Compiti da svolgere:
• a. Nell'articolo sulla strage di San Fele, in quale località viveva in realtà la famiglia?
• b. Indica se ciascuna affermazione concorda con l'articolo sulla strage di San Fele, rispondendo sì o no e citando le parole del testo che lo stabiliscono: (i) la strage è avvenuta durante un periodo di vacanza; (ii) il ragazzo disabile non aveva altri familiari oltre al padre; (iii) gli investigatori ipotizzavano che il padre temesse per la propria salute.

Testo di partenza:
Ancora una strage pazzesca, in famiglia. Una decina di giorni fa un padre ha preso una pistola e ha sparato a moglie e figli, poi si è tolto la vita. È accaduto a San Fele, in provincia di Potenza, durante un periodo di vacanza. La famiglia, in realtà, viveva a Lastra a Signa, vicino a Firenze.
La notizia ha fatto il giro del web, dei telegiornali, delle cronache. Sempre con lo stesso taglio: all’origine del gesto ci sarebbe stata la «non sopportabilità della condizione del figlio disabile».
Si guardino ora le foto qui pubblicate: sono rispettivamente il fratello e la sorella, entrambi uccisi dal padre. La ragazza è giovane e bella, il ragazzo denota, stando alla foto, forse un ritardo mentale, ma appare assolutamente una persona in grado di vivere in modo largamente autonomo. Altre foto, infatti, documentano, almeno a una prima visione, la medesima sensazione di non gravità.
E dunque in base a cosa dovremmo immediatamente trovare questa come unica spiegazione plausibile di un gesto assurdo, criminale, tragico? Perché il suicidio finale del padre non cancella gli omicidi precedenti. Che sono semplicemente dei delitti a sangue freddo, premeditati, orrendi, incomprensibili e non giustificabili in alcun modo.
Fra le righe delle cronache è trapelata l’ipotesi degli investigatori che il padre temesse per la propria salute, dopo alcuni controlli medici. Dunque il passaggio logico, anzi illogico, successivo, è il seguente: pensava di non poter più badare alla vita del figlio, riteneva evidentemente di essere l’unico in grado di tutelarlo in vita.
Stiamo parlando di illazioni del tutto arbitrarie, a meno che non ci sia qualche messaggio scritto, a meno che non ci siano ben altri elementi a suffragare questa debolissima interpretazione dei fatti. Il ragazzo disabile aveva infatti una mamma e una sorella, e sicuramente, vivendo in Toscana, sarà stato seguito da servizi pubblici che assai difficilmente trascurano almeno una parte di presa in carico di un ragazzo così. Ma di questo non vi era traccia, né nelle note di agenzia, né nella prima titolazione dei fatti. Anzi, in genere, si applica automaticamente questo luogo comune, questo stigma, alimentato periodicamente da episodi di cronaca che sembrano ripetitivi e simili, anche se spesso siamo in presenza di situazioni assai complesse e differenti.
Possibile che la disabilità faccia ancora così paura? Possibile davvero che solo la morte violenta possa essere ritenuta una soluzione per terminare di tribolare? Non possiamo accettare neanche per un attimo questo rassegnato e scorretto cliché informativo. È doveroso andare a fondo, a questo punto, e capire, casomai, che cosa sia scattato davvero nella testa dell’omicida-suicida. Era lui, eventualmente, la persona con un grave handicap. Non il figlio.

Voci presentate:

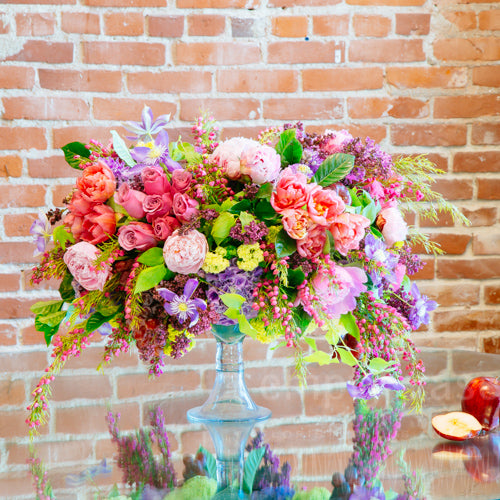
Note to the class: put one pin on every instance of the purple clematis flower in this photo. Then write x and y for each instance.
(155, 153)
(183, 307)
(371, 387)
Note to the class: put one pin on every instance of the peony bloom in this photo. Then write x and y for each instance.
(80, 259)
(261, 163)
(136, 236)
(348, 230)
(393, 227)
(185, 253)
(97, 183)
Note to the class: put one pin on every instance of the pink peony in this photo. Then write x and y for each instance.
(227, 155)
(97, 183)
(131, 200)
(313, 244)
(261, 163)
(393, 227)
(340, 297)
(185, 208)
(185, 253)
(136, 236)
(324, 205)
(80, 259)
(291, 192)
(348, 230)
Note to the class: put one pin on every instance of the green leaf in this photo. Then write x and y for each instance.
(284, 244)
(75, 149)
(152, 257)
(333, 169)
(222, 226)
(210, 463)
(121, 149)
(150, 277)
(349, 323)
(250, 469)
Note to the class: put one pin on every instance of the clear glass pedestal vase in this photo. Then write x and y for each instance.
(229, 413)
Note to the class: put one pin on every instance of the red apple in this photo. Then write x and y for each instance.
(482, 400)
(456, 426)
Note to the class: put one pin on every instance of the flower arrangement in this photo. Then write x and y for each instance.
(289, 235)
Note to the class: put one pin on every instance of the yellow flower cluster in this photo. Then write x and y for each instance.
(249, 256)
(215, 262)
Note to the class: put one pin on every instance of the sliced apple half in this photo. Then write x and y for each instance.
(456, 426)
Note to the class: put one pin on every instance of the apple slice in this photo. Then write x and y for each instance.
(456, 426)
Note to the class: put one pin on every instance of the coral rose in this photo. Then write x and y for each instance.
(185, 253)
(80, 259)
(97, 183)
(348, 230)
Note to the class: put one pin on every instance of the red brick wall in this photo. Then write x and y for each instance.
(419, 76)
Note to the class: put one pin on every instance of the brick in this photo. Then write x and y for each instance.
(223, 109)
(306, 108)
(485, 161)
(466, 106)
(486, 76)
(18, 224)
(216, 53)
(45, 108)
(123, 24)
(171, 82)
(485, 133)
(80, 81)
(123, 53)
(376, 26)
(165, 26)
(342, 79)
(467, 49)
(46, 52)
(305, 52)
(282, 80)
(377, 107)
(17, 77)
(413, 24)
(206, 25)
(386, 51)
(418, 77)
(123, 109)
(476, 269)
(489, 19)
(289, 26)
(84, 23)
(11, 166)
(488, 189)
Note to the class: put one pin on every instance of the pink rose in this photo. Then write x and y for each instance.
(291, 192)
(227, 155)
(156, 205)
(185, 208)
(261, 163)
(131, 200)
(136, 236)
(348, 230)
(340, 297)
(181, 180)
(393, 227)
(164, 226)
(324, 205)
(80, 259)
(313, 244)
(96, 226)
(155, 181)
(97, 183)
(296, 223)
(185, 253)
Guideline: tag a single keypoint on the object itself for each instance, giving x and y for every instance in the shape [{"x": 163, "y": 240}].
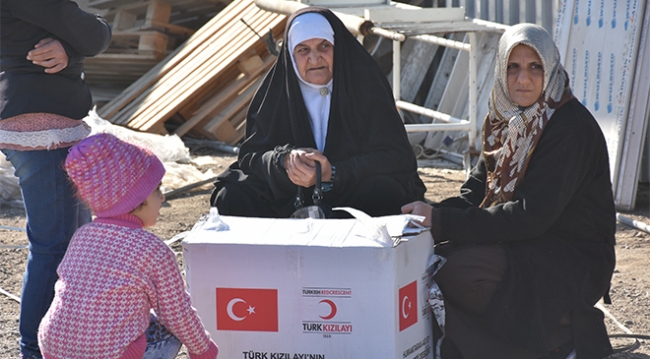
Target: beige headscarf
[{"x": 510, "y": 133}]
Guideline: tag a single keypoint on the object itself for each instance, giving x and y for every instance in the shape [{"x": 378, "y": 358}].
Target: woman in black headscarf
[
  {"x": 530, "y": 241},
  {"x": 324, "y": 100}
]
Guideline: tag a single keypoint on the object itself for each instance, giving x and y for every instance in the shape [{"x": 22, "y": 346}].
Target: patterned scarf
[{"x": 511, "y": 133}]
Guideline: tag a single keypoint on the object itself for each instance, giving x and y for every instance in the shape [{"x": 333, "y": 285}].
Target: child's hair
[{"x": 112, "y": 176}]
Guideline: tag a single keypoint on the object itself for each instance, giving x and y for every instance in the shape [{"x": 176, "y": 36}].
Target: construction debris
[{"x": 204, "y": 86}]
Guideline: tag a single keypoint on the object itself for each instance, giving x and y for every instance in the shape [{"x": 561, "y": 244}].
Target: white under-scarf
[{"x": 317, "y": 97}]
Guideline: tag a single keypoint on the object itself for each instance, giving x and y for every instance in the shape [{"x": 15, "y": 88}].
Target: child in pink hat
[{"x": 120, "y": 293}]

Elenco soluzioni:
• a. A Lastra a Signa, vicino a Firenze.

• b.
(i) Sì: «durante un periodo di vacanza».
(ii) No: «Il ragazzo disabile aveva infatti una mamma e una sorella».
(iii) Sì: «l’ipotesi degli investigatori che il padre temesse per la propria salute».